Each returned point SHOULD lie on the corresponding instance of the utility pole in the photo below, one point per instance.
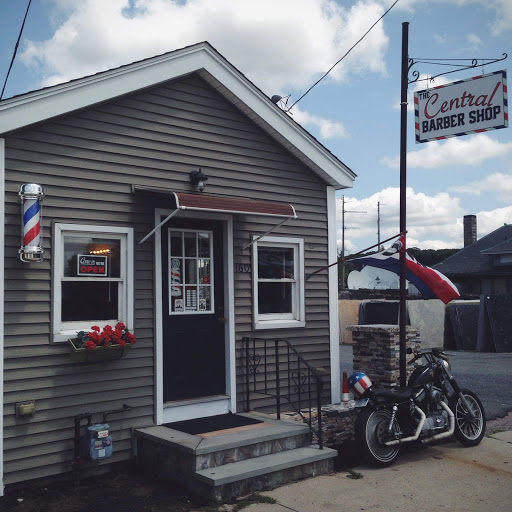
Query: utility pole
(343, 227)
(378, 225)
(403, 202)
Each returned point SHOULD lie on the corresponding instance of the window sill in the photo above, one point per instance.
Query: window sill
(279, 324)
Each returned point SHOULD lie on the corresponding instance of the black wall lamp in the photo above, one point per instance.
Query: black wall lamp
(198, 179)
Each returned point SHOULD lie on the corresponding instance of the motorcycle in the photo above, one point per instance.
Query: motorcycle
(425, 410)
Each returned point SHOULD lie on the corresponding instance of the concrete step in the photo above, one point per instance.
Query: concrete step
(274, 437)
(226, 482)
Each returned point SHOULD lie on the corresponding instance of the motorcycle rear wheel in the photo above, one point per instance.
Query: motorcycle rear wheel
(469, 432)
(372, 432)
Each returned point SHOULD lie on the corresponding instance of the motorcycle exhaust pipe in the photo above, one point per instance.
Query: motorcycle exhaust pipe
(449, 432)
(422, 416)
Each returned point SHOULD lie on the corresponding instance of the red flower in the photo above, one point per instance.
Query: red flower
(107, 330)
(90, 345)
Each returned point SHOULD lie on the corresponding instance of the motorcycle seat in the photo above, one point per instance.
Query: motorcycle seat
(394, 394)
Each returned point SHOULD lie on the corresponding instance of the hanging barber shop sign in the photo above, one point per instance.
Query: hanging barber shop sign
(468, 106)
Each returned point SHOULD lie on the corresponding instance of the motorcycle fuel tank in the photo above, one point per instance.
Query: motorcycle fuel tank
(421, 376)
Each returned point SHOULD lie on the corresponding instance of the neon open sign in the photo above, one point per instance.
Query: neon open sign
(468, 106)
(91, 265)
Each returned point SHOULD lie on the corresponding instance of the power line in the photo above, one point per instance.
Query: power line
(332, 67)
(15, 49)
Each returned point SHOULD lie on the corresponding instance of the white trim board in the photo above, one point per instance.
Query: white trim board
(2, 298)
(193, 410)
(61, 99)
(334, 326)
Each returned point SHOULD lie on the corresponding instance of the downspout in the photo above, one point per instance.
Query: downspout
(334, 326)
(2, 242)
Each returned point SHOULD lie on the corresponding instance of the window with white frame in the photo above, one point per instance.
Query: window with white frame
(278, 283)
(92, 278)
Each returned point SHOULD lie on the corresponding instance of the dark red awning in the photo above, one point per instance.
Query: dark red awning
(208, 203)
(211, 203)
(204, 202)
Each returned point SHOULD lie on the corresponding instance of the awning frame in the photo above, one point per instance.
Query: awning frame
(286, 218)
..........
Retype exactly, please, each line from the line that contains "the window with" through the last line of the entries above, with nothing added.

Solution below:
Each returned point SHOULD lie on the corresponding instance of the window with white frame in the photo above, one point per instance.
Query: window with white frame
(278, 283)
(92, 278)
Each returned point SHOULD lie on the corresponding instance of the dark red awning in the photo above, one point per instance.
Query: dark red awning
(208, 203)
(211, 203)
(204, 202)
Each returned point SHOULD lie on the corresponding instance of the awning frame in the photo above, one point per instance.
Query: awning frame
(286, 218)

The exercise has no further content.